Tasks to complete
(A) In the text on namingAuthority, quote the passage starting with "The namingAuthority for" and going on through "a URL context.".
(B) Write what comes next in the text on namingAuthority, picking up after its final sentence.

** START OF Text shown **

The namingAuthority for hierarchical contexts in general should default to 
that of the parent.  It's only when a URL or other address mechanism is 
used to jumpstart a new naming system, that namingAuthority should be 
reset.  This suggests that URL classes used to retrieve a naming context 
should set namingAuthority when they retrieve the context.  This could be 
implemented in the _resolveURL() method of such a URL context.

Okay, new twist - what happens with "symlinks" or LinkRef()s within a 
naming system?  Simply concatenating names traversed could get quite 
silly.  Likewise if somebody goes to "foo/../bar/../baz/../spam".  We'd 
rather see the resulting context call itself "spam" instead of all the 
other garbage.

Alright, here's how to fix that.  We make namingAuthority "None" by 
default, and it's only set by URL retrieval or URL context factories -- or 
when we want to give an object an "absolute" name.  Now we implement 
getNameInNamespace() as an upward walk until a non-None namingAuthority is 
found.  Good; that makes a lot of cases simpler.  Now, children never have 
to mess with their own names in any way, either their parents or 
"godparents" (URL.retrieve()/object factory methods) give them their names.

** END OF Text shown **
** START OF Recorded data **

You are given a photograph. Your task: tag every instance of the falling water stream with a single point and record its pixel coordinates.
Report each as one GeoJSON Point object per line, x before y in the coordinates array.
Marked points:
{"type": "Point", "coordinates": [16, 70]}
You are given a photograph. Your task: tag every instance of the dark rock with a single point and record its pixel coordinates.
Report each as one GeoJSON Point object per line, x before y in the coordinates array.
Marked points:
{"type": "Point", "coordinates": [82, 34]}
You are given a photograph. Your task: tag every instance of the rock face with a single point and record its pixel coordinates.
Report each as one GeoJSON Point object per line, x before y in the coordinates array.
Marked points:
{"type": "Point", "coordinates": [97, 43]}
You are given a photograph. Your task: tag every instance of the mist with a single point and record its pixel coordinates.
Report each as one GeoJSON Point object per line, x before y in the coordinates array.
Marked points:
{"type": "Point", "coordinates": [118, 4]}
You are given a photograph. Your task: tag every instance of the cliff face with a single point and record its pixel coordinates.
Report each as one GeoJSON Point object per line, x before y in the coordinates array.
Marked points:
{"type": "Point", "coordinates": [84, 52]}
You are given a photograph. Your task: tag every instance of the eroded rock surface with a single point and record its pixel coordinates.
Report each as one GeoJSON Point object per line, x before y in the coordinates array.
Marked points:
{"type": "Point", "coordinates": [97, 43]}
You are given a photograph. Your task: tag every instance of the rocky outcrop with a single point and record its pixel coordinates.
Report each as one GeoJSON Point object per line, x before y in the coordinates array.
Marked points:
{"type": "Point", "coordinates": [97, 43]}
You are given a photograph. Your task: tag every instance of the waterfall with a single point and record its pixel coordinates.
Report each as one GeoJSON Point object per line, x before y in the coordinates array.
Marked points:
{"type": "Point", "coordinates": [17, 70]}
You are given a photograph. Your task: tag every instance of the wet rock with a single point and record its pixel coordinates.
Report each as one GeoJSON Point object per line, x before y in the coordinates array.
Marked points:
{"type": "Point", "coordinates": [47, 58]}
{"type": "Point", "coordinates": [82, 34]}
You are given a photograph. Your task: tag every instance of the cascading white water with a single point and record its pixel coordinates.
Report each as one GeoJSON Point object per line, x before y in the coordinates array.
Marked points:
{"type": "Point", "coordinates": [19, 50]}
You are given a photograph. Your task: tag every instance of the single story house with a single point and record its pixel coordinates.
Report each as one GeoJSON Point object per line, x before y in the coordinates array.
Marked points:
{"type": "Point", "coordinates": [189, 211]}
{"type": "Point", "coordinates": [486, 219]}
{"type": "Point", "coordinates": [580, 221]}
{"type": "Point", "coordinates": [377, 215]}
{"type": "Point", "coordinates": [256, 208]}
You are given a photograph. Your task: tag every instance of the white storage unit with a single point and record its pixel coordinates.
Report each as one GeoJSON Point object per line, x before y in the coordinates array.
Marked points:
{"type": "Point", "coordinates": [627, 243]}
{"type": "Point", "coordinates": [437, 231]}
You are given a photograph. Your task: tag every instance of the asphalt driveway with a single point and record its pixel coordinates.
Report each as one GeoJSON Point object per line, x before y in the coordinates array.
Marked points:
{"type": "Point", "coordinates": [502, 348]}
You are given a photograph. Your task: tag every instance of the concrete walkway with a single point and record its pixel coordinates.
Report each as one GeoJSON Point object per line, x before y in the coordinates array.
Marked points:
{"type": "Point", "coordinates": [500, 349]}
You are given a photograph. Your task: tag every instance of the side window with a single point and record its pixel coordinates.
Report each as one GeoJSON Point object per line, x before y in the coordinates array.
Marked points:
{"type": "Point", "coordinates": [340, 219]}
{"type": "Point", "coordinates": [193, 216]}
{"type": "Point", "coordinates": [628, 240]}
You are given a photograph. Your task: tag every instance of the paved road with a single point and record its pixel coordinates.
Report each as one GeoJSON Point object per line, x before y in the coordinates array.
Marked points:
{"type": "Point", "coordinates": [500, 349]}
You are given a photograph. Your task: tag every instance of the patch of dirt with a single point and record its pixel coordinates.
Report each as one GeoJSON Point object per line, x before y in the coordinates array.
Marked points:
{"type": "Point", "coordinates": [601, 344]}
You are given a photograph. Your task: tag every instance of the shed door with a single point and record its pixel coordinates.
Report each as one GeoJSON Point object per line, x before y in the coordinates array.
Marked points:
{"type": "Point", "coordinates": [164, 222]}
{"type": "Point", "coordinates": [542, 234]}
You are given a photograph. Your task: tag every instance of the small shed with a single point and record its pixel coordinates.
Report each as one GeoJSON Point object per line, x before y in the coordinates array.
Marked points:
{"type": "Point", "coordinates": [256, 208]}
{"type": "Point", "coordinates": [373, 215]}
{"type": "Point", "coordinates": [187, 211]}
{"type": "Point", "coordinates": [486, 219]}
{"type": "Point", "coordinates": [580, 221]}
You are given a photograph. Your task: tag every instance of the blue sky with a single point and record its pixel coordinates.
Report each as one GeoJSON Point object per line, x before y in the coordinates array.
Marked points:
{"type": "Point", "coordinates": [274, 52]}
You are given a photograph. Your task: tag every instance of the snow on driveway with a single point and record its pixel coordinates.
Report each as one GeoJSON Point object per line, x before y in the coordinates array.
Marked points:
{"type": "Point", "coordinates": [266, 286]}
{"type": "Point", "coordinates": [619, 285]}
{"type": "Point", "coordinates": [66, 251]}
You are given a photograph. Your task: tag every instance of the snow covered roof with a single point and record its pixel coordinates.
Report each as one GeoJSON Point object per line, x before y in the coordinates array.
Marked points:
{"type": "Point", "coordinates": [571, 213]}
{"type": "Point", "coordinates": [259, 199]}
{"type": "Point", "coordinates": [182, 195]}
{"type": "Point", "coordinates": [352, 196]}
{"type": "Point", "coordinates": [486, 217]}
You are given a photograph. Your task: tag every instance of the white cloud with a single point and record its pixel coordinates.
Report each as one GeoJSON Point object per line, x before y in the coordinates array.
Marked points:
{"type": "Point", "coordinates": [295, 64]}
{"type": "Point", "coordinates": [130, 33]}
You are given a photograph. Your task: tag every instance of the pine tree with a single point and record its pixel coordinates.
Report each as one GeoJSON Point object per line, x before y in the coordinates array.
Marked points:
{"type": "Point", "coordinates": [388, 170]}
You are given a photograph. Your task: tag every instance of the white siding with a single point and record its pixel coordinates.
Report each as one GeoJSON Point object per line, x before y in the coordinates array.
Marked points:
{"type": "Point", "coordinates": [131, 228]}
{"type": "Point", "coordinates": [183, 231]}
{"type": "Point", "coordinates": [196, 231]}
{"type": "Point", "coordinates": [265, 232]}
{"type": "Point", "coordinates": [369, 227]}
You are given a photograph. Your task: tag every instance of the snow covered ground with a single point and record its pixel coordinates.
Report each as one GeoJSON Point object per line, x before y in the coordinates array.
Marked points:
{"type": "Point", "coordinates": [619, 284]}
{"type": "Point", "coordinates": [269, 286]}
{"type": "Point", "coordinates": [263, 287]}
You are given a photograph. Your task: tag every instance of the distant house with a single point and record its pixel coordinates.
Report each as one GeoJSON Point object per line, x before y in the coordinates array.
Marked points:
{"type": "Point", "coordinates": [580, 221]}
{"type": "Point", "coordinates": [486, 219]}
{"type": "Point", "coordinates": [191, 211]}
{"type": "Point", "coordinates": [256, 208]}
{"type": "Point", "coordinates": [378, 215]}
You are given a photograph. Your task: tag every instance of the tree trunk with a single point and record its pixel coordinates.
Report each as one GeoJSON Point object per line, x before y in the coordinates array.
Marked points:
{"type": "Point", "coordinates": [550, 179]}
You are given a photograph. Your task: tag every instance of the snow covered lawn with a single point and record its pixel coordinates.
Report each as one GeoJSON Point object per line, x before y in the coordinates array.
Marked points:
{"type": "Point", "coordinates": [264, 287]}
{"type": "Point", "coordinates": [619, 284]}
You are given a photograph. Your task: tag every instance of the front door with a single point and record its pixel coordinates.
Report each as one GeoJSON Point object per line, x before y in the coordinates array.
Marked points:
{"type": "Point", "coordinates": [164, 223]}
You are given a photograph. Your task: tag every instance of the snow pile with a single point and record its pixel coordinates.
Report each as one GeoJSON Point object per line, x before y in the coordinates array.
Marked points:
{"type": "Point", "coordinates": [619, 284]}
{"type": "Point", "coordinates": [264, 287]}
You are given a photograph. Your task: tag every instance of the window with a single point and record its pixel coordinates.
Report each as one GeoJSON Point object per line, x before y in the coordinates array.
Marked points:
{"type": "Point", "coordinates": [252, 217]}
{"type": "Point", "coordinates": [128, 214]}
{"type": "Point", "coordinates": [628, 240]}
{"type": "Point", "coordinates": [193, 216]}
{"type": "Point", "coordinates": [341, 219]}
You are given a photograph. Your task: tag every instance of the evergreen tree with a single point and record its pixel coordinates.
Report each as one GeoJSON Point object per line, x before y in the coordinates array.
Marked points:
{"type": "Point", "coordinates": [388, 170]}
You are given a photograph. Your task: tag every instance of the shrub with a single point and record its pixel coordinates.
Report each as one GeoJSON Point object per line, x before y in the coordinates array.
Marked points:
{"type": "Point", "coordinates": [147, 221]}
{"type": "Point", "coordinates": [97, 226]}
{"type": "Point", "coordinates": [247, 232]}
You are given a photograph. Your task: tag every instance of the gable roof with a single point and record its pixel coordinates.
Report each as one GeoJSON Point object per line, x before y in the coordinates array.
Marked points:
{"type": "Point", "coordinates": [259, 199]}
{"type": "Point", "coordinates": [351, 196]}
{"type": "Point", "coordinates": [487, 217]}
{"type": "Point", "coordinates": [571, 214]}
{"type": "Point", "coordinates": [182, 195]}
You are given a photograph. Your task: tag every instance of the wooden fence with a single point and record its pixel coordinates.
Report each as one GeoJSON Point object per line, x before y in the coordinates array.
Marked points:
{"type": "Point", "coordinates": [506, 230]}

** END OF Recorded data **

Results by task
(A)
The namingAuthority for hierarchical contexts in general should default to 
that of the parent.  It's only when a URL or other address mechanism is 
used to jumpstart a new naming system, that namingAuthority should be 
reset.  This suggests that URL classes used to retrieve a naming context 
should set namingAuthority when they retrieve the context.  This could be 
implemented in the _resolveURL() method of such a URL context.

(B)
Hm.  So what's left to figure out?  We need something to get a common 
prefix of two names.  But it's only actually needed for compound names, 
since we now know that our hypothetical "absolute composite name" only ever 
has a naming authority and a compound name.  If the authorities don't match 
between two names, you can't rename one to the other.  So we don't even 
need getNameInNameSpace() to return a true "name"; really it should just 
return an '(authority,compoundName)' tuple.

URL objects should support extracting a naming authority.  Naming 
authorities should hashable and comparable, and equivalent authorities 
should hash and compare equally.  (This implies that they must be in 
canonical form; e.g. default port numbers filled in, etc.)  Ideally, there 
should also be a way to go from a naming authority and a compound name, 
back to a URL.  The precise mechanics of this require further thought.

Tomorrow.  :)